ИСХОДНЫЙ ТЕКСТ:
=-=-=
Философические построения, такие на вид абстрактные, и впрямь обнаружили близость к пожелтевшим хроникам глубокого Юга, хранящим память об анекдотах и трагедиях, некогда здесь разыгравшихся. Они утаивают свой смысл, если листать страницы в их естественной нумерации. А если перетасовать их, начать с семнадцатой, затем возвратиться к первой, а от нее -- к двадцать восьмой?
Это Фолкнер и принялся делать. Но, поставив точку под "монологом" идиота, то есть там, где история, по его соображениям, должна бы закончиться, вдруг обнаружил, что нет, этого мало, не рассказалась она. Тогда он передал слово Квентину -- пусть он взглянет на те же события со своей стороны, договорит недоговоренное. И снова -- недостаточно. Вступил третий брат -- эффект тот же. Пришлось написать четвертую часть, где автор берет инициативу повествования на себя, пытаясь связать фрагменты воедино, заполнить оставшиеся пустоты.
=-=-=
МАТЕРИАЛЫ ЗАДАНИЯ:
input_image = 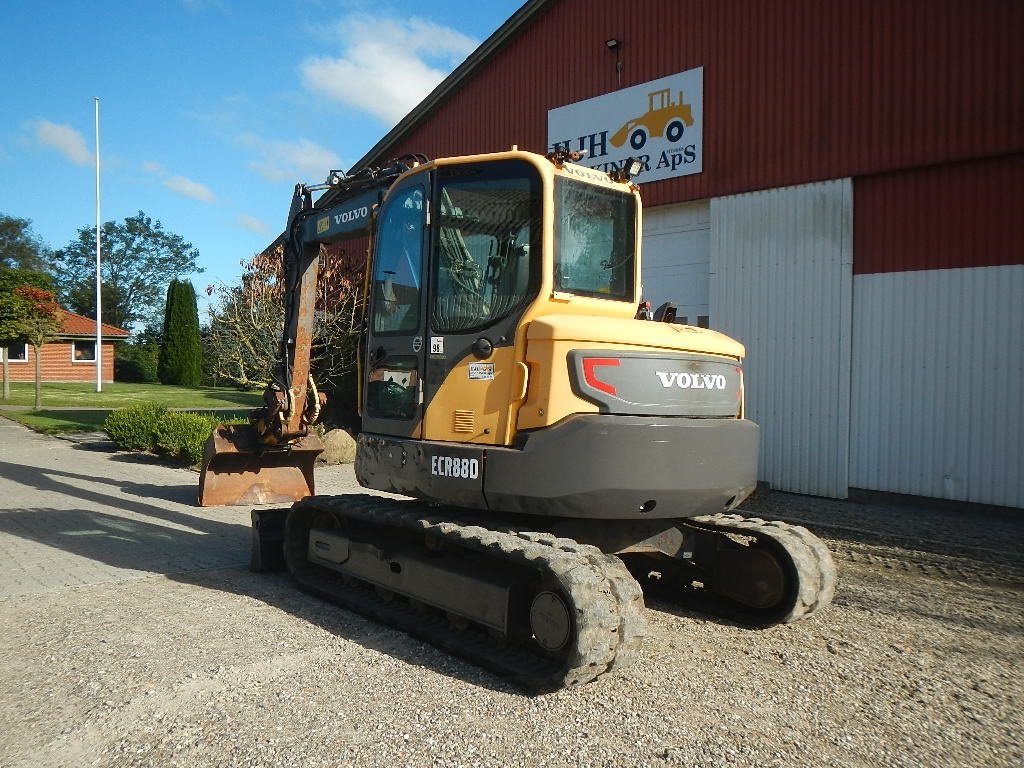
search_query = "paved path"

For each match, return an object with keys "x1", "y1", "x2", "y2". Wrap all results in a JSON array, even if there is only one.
[{"x1": 0, "y1": 418, "x2": 357, "y2": 599}]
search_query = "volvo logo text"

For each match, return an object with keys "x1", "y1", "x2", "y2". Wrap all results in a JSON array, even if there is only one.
[{"x1": 654, "y1": 371, "x2": 726, "y2": 389}]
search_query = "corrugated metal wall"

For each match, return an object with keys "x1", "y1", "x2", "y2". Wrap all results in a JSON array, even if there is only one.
[
  {"x1": 381, "y1": 0, "x2": 1024, "y2": 206},
  {"x1": 850, "y1": 155, "x2": 1024, "y2": 507},
  {"x1": 853, "y1": 152, "x2": 1024, "y2": 274},
  {"x1": 641, "y1": 201, "x2": 711, "y2": 326},
  {"x1": 850, "y1": 265, "x2": 1024, "y2": 507},
  {"x1": 711, "y1": 179, "x2": 853, "y2": 499}
]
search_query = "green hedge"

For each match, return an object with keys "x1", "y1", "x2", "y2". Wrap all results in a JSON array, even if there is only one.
[
  {"x1": 103, "y1": 402, "x2": 167, "y2": 451},
  {"x1": 103, "y1": 402, "x2": 248, "y2": 465},
  {"x1": 154, "y1": 411, "x2": 219, "y2": 464}
]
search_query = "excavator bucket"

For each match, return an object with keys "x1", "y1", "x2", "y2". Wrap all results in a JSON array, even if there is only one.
[{"x1": 199, "y1": 424, "x2": 324, "y2": 507}]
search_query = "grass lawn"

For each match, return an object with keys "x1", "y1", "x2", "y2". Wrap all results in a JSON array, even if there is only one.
[
  {"x1": 0, "y1": 382, "x2": 263, "y2": 434},
  {"x1": 0, "y1": 382, "x2": 263, "y2": 411}
]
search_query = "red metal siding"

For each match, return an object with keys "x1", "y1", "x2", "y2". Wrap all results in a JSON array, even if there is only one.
[
  {"x1": 853, "y1": 155, "x2": 1024, "y2": 274},
  {"x1": 380, "y1": 0, "x2": 1024, "y2": 205}
]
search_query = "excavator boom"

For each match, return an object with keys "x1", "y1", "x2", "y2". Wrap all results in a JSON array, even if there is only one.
[{"x1": 199, "y1": 163, "x2": 409, "y2": 507}]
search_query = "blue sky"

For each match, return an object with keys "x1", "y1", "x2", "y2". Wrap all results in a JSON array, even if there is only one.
[{"x1": 0, "y1": 0, "x2": 522, "y2": 315}]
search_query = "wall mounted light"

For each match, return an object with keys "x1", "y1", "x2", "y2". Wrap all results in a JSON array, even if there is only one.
[{"x1": 604, "y1": 37, "x2": 623, "y2": 87}]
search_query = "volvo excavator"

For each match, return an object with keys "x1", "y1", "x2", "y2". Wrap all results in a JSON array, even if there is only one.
[{"x1": 200, "y1": 148, "x2": 837, "y2": 691}]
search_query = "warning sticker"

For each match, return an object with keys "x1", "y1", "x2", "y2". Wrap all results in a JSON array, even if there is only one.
[{"x1": 469, "y1": 362, "x2": 495, "y2": 381}]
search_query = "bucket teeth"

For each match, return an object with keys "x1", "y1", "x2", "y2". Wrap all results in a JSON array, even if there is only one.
[{"x1": 192, "y1": 425, "x2": 324, "y2": 507}]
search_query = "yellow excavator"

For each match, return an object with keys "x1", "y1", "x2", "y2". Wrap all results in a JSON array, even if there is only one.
[{"x1": 200, "y1": 148, "x2": 837, "y2": 691}]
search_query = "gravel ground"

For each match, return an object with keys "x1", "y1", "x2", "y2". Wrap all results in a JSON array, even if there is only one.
[{"x1": 0, "y1": 419, "x2": 1024, "y2": 768}]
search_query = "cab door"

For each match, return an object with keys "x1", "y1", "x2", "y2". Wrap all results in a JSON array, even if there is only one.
[
  {"x1": 362, "y1": 173, "x2": 429, "y2": 438},
  {"x1": 423, "y1": 158, "x2": 543, "y2": 446}
]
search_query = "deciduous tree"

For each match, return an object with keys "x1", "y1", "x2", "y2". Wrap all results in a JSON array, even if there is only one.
[
  {"x1": 0, "y1": 267, "x2": 53, "y2": 400},
  {"x1": 14, "y1": 286, "x2": 62, "y2": 411},
  {"x1": 52, "y1": 211, "x2": 203, "y2": 329},
  {"x1": 205, "y1": 241, "x2": 366, "y2": 397}
]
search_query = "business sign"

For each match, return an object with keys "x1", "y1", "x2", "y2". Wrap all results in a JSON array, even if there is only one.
[{"x1": 548, "y1": 67, "x2": 703, "y2": 183}]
=-=-=
КОРОТКОЕ ЗАДАНИЕ 1: Соберите из листинга все строки, в которых есть слово «metal».
КОРОТКОЕ ЗАДАНИЕ 2: Напишите продолжение отрывка о Фолкнере, начиная сразу после его последнего предложения.

ИТОГОВЫЙ РЕЗУЛЬТАТ 1:
search_query = "corrugated metal wall"
search_query = "red metal siding"

ИТОГОВЫЙ РЕЗУЛЬТАТ 2:
Отчего же не рассказалась история? Ведь как возникла -- не на бумаге еще, а в воображении -- девочка, так и осталась до конца даже не книги, а всей жизни. Оборачиваясь назад, Фолкнер говорил: "Славно знать, что, покинув землю, оставишь после себя что-то, но еще лучше -- создать вещь, чтобы, умирая, ею любоваться. Да, гораздо лучше смотреть, как обреченная девочка в запачканных штанишках взбирается на апрельскую грушу в цвету, чтобы взглянуть на бабушкины похороны".
Отчего же не рассказалась история? Ведь сколь бы темно, невнятно ни было изложение событий, как отпечатались они в памяти идиота, "монолог" Бенджи уже содержит трагическое признание: старый Юг умер или, скажем, умирает в конвульсиях, отталкивающих своей страшной натуральностью. Новые главы -- новые доказательства, но не новая мысль.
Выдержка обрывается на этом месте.